= Beginning of Section =
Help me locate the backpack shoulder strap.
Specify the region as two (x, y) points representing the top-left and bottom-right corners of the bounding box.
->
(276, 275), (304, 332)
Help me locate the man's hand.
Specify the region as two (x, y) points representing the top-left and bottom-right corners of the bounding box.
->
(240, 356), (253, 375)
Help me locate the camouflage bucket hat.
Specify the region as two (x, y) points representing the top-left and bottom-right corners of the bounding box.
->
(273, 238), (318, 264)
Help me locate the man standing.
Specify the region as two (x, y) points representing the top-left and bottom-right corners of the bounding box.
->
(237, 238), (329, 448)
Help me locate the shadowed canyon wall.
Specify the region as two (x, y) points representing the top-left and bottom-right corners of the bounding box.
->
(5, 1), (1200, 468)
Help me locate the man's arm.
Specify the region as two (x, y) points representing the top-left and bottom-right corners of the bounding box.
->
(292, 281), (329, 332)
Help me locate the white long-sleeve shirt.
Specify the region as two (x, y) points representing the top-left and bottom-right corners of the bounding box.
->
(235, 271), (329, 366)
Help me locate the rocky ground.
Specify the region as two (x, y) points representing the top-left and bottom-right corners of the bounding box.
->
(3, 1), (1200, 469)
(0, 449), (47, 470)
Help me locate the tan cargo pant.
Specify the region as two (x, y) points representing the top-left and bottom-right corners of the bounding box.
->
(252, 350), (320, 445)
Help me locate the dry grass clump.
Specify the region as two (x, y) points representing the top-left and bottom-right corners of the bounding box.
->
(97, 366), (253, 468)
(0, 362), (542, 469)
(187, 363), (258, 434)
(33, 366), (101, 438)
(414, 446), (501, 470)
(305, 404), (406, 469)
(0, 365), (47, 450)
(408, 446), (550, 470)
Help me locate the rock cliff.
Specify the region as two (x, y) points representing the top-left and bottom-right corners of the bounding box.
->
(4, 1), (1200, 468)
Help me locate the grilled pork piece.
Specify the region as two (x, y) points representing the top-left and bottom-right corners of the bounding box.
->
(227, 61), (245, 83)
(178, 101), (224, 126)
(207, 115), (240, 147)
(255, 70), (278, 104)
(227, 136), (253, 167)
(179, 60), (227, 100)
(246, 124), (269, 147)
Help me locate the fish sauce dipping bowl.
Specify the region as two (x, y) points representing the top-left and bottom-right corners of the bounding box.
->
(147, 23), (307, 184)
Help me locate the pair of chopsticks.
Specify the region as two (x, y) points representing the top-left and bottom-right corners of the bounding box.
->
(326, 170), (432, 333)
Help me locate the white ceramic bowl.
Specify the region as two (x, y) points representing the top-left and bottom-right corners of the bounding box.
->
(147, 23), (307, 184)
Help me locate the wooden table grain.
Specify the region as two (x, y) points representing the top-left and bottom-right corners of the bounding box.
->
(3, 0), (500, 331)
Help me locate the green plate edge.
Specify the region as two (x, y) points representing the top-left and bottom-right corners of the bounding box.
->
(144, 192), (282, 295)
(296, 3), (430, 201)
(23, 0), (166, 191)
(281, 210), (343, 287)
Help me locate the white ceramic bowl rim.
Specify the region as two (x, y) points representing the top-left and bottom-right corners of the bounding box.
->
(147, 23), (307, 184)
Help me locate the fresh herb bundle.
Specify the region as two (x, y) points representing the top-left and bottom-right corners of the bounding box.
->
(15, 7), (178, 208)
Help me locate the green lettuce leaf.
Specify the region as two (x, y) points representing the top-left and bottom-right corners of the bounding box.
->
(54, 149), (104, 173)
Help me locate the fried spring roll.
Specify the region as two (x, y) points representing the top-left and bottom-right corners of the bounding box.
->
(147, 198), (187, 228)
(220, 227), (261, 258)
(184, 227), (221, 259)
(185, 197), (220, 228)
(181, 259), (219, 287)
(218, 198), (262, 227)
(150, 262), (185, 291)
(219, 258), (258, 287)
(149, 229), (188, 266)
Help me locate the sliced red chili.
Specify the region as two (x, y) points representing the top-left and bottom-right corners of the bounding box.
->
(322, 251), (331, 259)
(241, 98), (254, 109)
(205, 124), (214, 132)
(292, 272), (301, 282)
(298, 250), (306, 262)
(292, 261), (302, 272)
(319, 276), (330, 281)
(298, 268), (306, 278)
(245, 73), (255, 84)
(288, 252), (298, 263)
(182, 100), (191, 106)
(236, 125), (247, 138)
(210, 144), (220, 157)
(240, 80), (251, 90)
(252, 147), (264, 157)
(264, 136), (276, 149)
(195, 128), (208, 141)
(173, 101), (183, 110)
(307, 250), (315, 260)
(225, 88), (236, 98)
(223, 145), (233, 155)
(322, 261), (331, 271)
= End of Section =
_Task brief_
Copy each record exactly, leaving nothing out.

_Exercise output_
Help me locate the backpack shoulder strap.
Specify the region as two (x, y) points representing the top-left and bottom-right corners of the bounding box.
->
(276, 275), (304, 332)
Help me locate the man's hand.
Specify the region as two (x, y) points representing the top-left and bottom-right corners of the bounding box.
->
(240, 356), (253, 375)
Help me locate the camouflage bucket hat.
Specify the region as two (x, y) points representing the top-left and bottom-right corners of the bounding box.
->
(273, 238), (318, 264)
Help me locate the man standing.
Specify the region as two (x, y) points representing the top-left and bottom-right corners of the bounding box.
->
(237, 238), (329, 448)
Help me locate the shadowed canyon wall.
Specify the region as two (x, y) points representing the top-left and bottom-right corners of the bounding box.
->
(5, 1), (1200, 468)
Help me locate the man's arm.
Specify the region as two (x, y) points representing the top-left and bottom-right corners of the bounding box.
->
(292, 281), (329, 332)
Help me locate the white long-sleeve shirt.
Specify the region as two (x, y) points representing the top-left and bottom-right corners of the bounding box.
->
(235, 271), (329, 366)
Help me locate the rocky ground.
Specify the region as two (x, y) points representing the top-left and bottom-right corners of the bounding box.
->
(3, 1), (1200, 469)
(0, 449), (47, 470)
Help me locate the tan cargo pant.
Specify the region as two (x, y) points representing the top-left and bottom-right corners of the bounding box.
->
(252, 350), (320, 445)
Help me locate the dry grass clump.
Specify the region as two (x, y) points representing the top-left and bottom-right corners of the bounding box.
->
(97, 366), (253, 468)
(0, 362), (542, 469)
(187, 363), (258, 434)
(33, 366), (101, 438)
(414, 446), (501, 470)
(305, 404), (406, 469)
(0, 365), (47, 450)
(408, 446), (550, 470)
Help me locate the rock cliff.
Specify the region as two (x, y) points representing the top-left and bottom-right corners of the bounding box.
->
(4, 1), (1200, 468)
Help me locate the grilled pork piece.
Specify the region as two (x, y) points representing the top-left and bottom-right corners of the bounding box.
->
(227, 61), (245, 83)
(178, 101), (224, 126)
(207, 115), (240, 147)
(255, 70), (278, 104)
(227, 136), (253, 167)
(179, 60), (227, 100)
(246, 124), (269, 147)
Help me locate the fish sauce dipping bowl.
Specify the region as two (x, y) points representing the top-left and bottom-right corners of the bounding box.
->
(147, 23), (307, 184)
Help me locate the pair of chopsticks.
Specify the region as two (x, y) points representing the top-left and bottom-right corners of the bounding box.
->
(326, 170), (432, 333)
Help me locate the white ceramic bowl.
Specify the region as two (x, y) points representing the top-left and bottom-right corners of the bounding box.
->
(147, 23), (307, 184)
Help me locate the wooden table grain.
Specify the region as two (x, y) points representing the top-left and bottom-right corners of the bounding box.
->
(3, 0), (500, 331)
Help me locate the green plate edge.
Specify the region as two (x, y) points representing the top-left and bottom-right corners of the bounding box.
->
(144, 192), (282, 295)
(296, 3), (430, 201)
(23, 0), (166, 191)
(281, 210), (343, 287)
Help me locate the white ceramic bowl rim.
Specify the region as two (x, y) points representing the top-left and bottom-right corners of the bounding box.
->
(147, 23), (307, 184)
Help me locate the fresh herb bundle.
Specify the region as two (x, y) points representing the top-left and bottom-right corners of the bounding box.
->
(15, 7), (178, 208)
Help me locate the green lettuce leaf.
Specify the region as two (x, y) points representing the top-left and bottom-right corners of the bounding box.
->
(54, 149), (104, 173)
Help me locate the fried spring roll.
Specify the region as two (x, y) points representing the top-left and bottom-right corners of the bounding box.
->
(147, 198), (187, 228)
(220, 227), (261, 258)
(184, 227), (221, 259)
(185, 197), (220, 228)
(181, 259), (219, 287)
(218, 198), (262, 227)
(150, 262), (185, 291)
(219, 258), (258, 287)
(149, 229), (188, 266)
Help me locate the sliced red chili.
Specify the region as two (x, y) points representing the top-left and bottom-right corners of the bounding box.
->
(322, 251), (331, 259)
(241, 98), (254, 109)
(205, 124), (214, 132)
(292, 272), (301, 282)
(298, 250), (306, 262)
(292, 261), (302, 272)
(319, 276), (330, 281)
(298, 268), (306, 278)
(245, 73), (255, 84)
(288, 252), (298, 263)
(182, 100), (191, 106)
(236, 125), (247, 138)
(210, 144), (220, 157)
(240, 80), (251, 90)
(252, 147), (264, 157)
(264, 136), (276, 149)
(195, 128), (208, 141)
(173, 101), (183, 110)
(307, 250), (315, 260)
(225, 88), (236, 98)
(223, 145), (233, 155)
(322, 261), (331, 271)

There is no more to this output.